### What to do
Below are some records; write them all out again exactly.

Data extracted from a collection
-*-
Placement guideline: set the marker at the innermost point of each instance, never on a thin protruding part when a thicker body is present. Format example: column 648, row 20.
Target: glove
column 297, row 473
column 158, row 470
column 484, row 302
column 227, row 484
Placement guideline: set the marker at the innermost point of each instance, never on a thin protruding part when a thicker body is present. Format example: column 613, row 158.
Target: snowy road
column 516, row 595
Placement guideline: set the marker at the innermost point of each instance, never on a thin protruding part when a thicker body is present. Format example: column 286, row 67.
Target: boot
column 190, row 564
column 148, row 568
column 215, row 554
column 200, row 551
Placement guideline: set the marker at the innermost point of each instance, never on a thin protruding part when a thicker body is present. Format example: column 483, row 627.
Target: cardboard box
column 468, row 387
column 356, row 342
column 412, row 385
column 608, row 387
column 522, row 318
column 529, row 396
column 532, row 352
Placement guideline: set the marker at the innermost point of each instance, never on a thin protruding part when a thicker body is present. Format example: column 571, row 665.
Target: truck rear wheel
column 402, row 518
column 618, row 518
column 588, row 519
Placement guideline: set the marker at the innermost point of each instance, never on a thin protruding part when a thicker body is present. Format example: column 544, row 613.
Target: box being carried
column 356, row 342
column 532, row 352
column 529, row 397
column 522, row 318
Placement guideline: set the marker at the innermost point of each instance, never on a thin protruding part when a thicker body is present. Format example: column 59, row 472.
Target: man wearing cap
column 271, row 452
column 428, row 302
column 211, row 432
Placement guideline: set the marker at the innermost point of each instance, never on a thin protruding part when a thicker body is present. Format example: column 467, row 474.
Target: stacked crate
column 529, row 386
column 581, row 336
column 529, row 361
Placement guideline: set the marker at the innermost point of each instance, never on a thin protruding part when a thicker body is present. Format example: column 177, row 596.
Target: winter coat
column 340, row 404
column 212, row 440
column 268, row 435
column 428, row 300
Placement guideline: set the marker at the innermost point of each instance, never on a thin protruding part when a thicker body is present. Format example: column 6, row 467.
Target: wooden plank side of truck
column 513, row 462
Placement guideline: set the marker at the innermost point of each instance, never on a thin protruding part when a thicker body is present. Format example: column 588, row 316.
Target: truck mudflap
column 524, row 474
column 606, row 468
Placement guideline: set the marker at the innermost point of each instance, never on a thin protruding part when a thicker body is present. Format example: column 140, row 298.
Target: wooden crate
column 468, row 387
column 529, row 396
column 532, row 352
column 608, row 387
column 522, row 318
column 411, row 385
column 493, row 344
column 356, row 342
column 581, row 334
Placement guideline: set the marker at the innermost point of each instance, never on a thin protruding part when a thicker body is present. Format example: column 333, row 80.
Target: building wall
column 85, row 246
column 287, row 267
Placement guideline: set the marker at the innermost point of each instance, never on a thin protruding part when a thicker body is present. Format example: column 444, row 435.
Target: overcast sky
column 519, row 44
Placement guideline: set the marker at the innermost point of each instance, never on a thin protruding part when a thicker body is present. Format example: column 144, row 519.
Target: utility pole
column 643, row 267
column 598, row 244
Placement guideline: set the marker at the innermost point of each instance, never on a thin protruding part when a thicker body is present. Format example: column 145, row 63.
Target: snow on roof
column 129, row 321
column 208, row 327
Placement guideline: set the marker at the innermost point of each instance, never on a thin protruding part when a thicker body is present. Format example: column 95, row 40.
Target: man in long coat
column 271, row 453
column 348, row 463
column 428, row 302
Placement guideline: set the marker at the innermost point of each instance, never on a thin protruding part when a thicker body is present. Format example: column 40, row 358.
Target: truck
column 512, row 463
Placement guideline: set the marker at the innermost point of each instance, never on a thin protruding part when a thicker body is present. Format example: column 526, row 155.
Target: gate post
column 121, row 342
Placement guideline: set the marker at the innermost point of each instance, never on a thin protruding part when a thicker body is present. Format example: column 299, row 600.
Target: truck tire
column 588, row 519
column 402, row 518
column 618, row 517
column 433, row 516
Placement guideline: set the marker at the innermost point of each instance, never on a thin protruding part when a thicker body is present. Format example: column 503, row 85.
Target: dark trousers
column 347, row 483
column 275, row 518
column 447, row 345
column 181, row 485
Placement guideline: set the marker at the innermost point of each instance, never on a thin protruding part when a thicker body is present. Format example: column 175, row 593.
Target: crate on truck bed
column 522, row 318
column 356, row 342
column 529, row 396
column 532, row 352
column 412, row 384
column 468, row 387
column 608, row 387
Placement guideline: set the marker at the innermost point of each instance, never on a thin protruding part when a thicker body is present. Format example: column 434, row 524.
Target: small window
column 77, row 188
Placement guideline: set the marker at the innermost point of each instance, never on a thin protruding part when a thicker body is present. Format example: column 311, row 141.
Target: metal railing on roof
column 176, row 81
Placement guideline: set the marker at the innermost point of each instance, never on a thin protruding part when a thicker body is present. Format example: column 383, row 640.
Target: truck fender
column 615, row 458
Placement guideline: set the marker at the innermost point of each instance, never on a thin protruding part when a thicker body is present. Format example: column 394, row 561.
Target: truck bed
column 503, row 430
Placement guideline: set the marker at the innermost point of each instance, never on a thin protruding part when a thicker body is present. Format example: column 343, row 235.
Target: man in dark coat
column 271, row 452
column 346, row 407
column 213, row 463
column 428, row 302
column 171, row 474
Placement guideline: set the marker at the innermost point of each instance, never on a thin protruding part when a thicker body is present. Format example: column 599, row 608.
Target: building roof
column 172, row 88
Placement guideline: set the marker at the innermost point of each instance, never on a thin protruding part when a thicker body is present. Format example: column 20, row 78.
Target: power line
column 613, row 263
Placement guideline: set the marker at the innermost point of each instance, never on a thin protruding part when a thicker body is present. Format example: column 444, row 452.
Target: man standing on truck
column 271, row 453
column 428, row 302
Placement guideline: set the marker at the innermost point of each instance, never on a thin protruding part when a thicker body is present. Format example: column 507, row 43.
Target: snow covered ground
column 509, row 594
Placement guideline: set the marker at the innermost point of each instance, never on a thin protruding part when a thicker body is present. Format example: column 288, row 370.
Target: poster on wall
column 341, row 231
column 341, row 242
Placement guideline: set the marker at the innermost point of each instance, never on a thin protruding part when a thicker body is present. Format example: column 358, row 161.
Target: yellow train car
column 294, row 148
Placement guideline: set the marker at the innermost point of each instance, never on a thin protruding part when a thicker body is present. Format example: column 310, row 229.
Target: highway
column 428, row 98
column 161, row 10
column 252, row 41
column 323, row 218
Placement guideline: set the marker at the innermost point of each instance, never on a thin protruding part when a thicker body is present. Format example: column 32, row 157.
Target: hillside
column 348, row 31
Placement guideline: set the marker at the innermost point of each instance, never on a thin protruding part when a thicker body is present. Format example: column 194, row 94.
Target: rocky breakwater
-*-
### Exercise solution
Placement guideline: set the marker at the innermost point of each instance, never on a thin protruding part when a thicker body is present. Format example: column 648, row 20.
Target: glove
column 297, row 473
column 158, row 470
column 484, row 302
column 227, row 484
Placement guideline: set the marker at the innermost point of each instance, never on a thin protruding part when a thicker body is present. Format example: column 613, row 158.
Target: snowy road
column 516, row 595
Placement guideline: set the marker at the innermost point of each instance, never on a thin protruding part when a thicker body is present. Format example: column 286, row 67.
Target: boot
column 190, row 564
column 148, row 568
column 215, row 554
column 200, row 551
Placement guideline: set the marker at the innermost point of each instance, never on a thin protruding part when a thicker body is present. Format example: column 483, row 627.
Target: cardboard box
column 468, row 387
column 356, row 342
column 412, row 385
column 608, row 387
column 522, row 318
column 529, row 396
column 532, row 352
Placement guideline: set the marker at the innermost point of each instance, never on a thin protruding part when a thicker body is present. Format example: column 571, row 665.
Target: truck rear wheel
column 402, row 518
column 618, row 518
column 588, row 519
Placement guideline: set the marker at the innermost point of each instance, never on a thin protruding part when a thicker body is present. Format example: column 544, row 613.
Target: box being carried
column 356, row 342
column 532, row 352
column 529, row 397
column 522, row 318
Placement guideline: set the marker at the innermost point of each instance, never on a thin protruding part when a thicker body is present. Format example: column 59, row 472.
Target: man wearing cap
column 271, row 452
column 428, row 302
column 211, row 432
Placement guideline: set the marker at the innermost point of each instance, never on a thin protruding part when a thicker body is present. Format example: column 467, row 474.
Target: stacked crate
column 529, row 386
column 581, row 336
column 529, row 361
Placement guideline: set the marker at the innermost point of each instance, never on a thin protruding part when a thicker body is present. Format example: column 177, row 596.
Target: winter coat
column 340, row 404
column 212, row 440
column 268, row 435
column 428, row 300
Placement guideline: set the marker at the innermost point of each instance, never on a thin protruding part when a thicker body is present. Format example: column 6, row 467.
Target: wooden plank side of truck
column 513, row 462
Placement guideline: set the marker at the innermost point of each instance, never on a thin protruding part when a thicker body is present. Format example: column 588, row 316.
Target: truck mudflap
column 524, row 474
column 606, row 468
Placement guideline: set the marker at the innermost point of each instance, never on a thin protruding part when a thicker body is present. Format example: column 140, row 298.
Target: wooden crate
column 468, row 387
column 529, row 396
column 532, row 352
column 608, row 387
column 522, row 318
column 411, row 385
column 493, row 344
column 356, row 342
column 581, row 334
Placement guideline: set the marker at the innermost point of each instance, never on a thin protruding part when a thicker body is present. Format example: column 333, row 80.
Target: building wall
column 85, row 246
column 287, row 267
Placement guideline: set the marker at the innermost point of each instance, never on a thin protruding part when a thicker body is present. Format example: column 444, row 435.
Target: overcast sky
column 519, row 44
Placement guideline: set the marker at the innermost point of each instance, never on a thin protruding part when a thicker body is present. Format example: column 144, row 519.
Target: utility pole
column 643, row 267
column 598, row 244
Placement guideline: set the marker at the innermost point of each instance, never on a thin protruding part when a thicker body is present. Format example: column 145, row 63.
Target: snow on roof
column 129, row 321
column 208, row 327
Placement guideline: set the marker at the innermost point of each instance, never on a thin protruding part when a thicker body is present. Format example: column 95, row 40.
Target: man in long coat
column 271, row 453
column 348, row 463
column 428, row 302
Placement guideline: set the marker at the innermost point of each instance, never on a thin protruding part when a thicker body is present. Format example: column 40, row 358.
Target: truck
column 512, row 463
Placement guideline: set the marker at the innermost point of each instance, never on a thin protruding part when a thicker body is present. Format example: column 526, row 155.
Target: gate post
column 121, row 342
Placement guideline: set the marker at the innermost point of each instance, never on a thin protruding part when a thicker body is present. Format example: column 299, row 600.
Target: truck tire
column 588, row 519
column 402, row 518
column 618, row 517
column 433, row 516
Placement guideline: set the marker at the innermost point of each instance, never on a thin protruding part when a thicker body is present. Format example: column 503, row 85.
Target: dark trousers
column 347, row 483
column 275, row 518
column 447, row 345
column 181, row 485
Placement guideline: set the marker at the innermost point of each instance, never on a thin protruding part when a thicker body is present. Format example: column 175, row 593.
Target: crate on truck bed
column 522, row 318
column 356, row 342
column 529, row 396
column 532, row 352
column 412, row 384
column 468, row 387
column 608, row 387
Placement guideline: set the marker at the innermost point of each instance, never on a thin protruding part when a thicker body is present. Format example: column 434, row 524.
Target: small window
column 77, row 188
Placement guideline: set the marker at the innermost point of each instance, never on a thin protruding part when a thicker body is present. Format example: column 311, row 141.
Target: metal railing on roof
column 176, row 81
Placement guideline: set the marker at the innermost point of each instance, never on a thin protruding part when a thicker body is present. Format example: column 383, row 640.
Target: truck fender
column 615, row 458
Placement guideline: set the marker at the innermost point of each instance, never on a thin protruding part when a thicker body is present. Format example: column 394, row 561.
Target: truck bed
column 503, row 430
Placement guideline: set the marker at the innermost point of each instance, never on a thin protruding part when a thicker body is present. Format example: column 343, row 235.
Target: man in dark coat
column 271, row 452
column 346, row 407
column 213, row 463
column 428, row 302
column 171, row 474
Placement guideline: set the marker at the innermost point of each instance, never on a thin protruding part when a thicker body is present. Format example: column 599, row 608.
Target: building roof
column 172, row 88
Placement guideline: set the marker at the innermost point of each instance, never on a thin protruding part when a thicker body is present. Format example: column 20, row 78.
Target: power line
column 613, row 263
Placement guideline: set the marker at the innermost point of each instance, never on a thin protruding part when a thicker body is present. Format example: column 444, row 452.
Target: man standing on truck
column 271, row 453
column 428, row 302
Placement guideline: set the marker at the innermost point of each instance, never on a thin protruding part when a thicker body is present. Format example: column 507, row 43.
Target: snow covered ground
column 509, row 594
Placement guideline: set the marker at the innermost point of each instance, never on a thin protruding part when a thicker body is present. Format example: column 288, row 370.
Target: poster on wall
column 341, row 231
column 341, row 242
Placement guideline: set the marker at the innermost point of each instance, never on a thin protruding part when a thicker body is present. Format example: column 358, row 161.
Target: yellow train car
column 294, row 148
Placement guideline: set the marker at the innermost point of each instance, never on a thin protruding part when a thicker body is present. Format example: column 310, row 229.
Target: highway
column 428, row 98
column 161, row 10
column 252, row 41
column 323, row 218
Placement guideline: set the marker at the innermost point of each instance, never on a thin protruding part when a thicker body is present. Format example: column 32, row 157.
Target: hillside
column 348, row 31
Placement guideline: set the marker at the innermost point of each instance, never on a thin protruding part when a thicker body is present. Format example: column 194, row 94.
Target: rocky breakwater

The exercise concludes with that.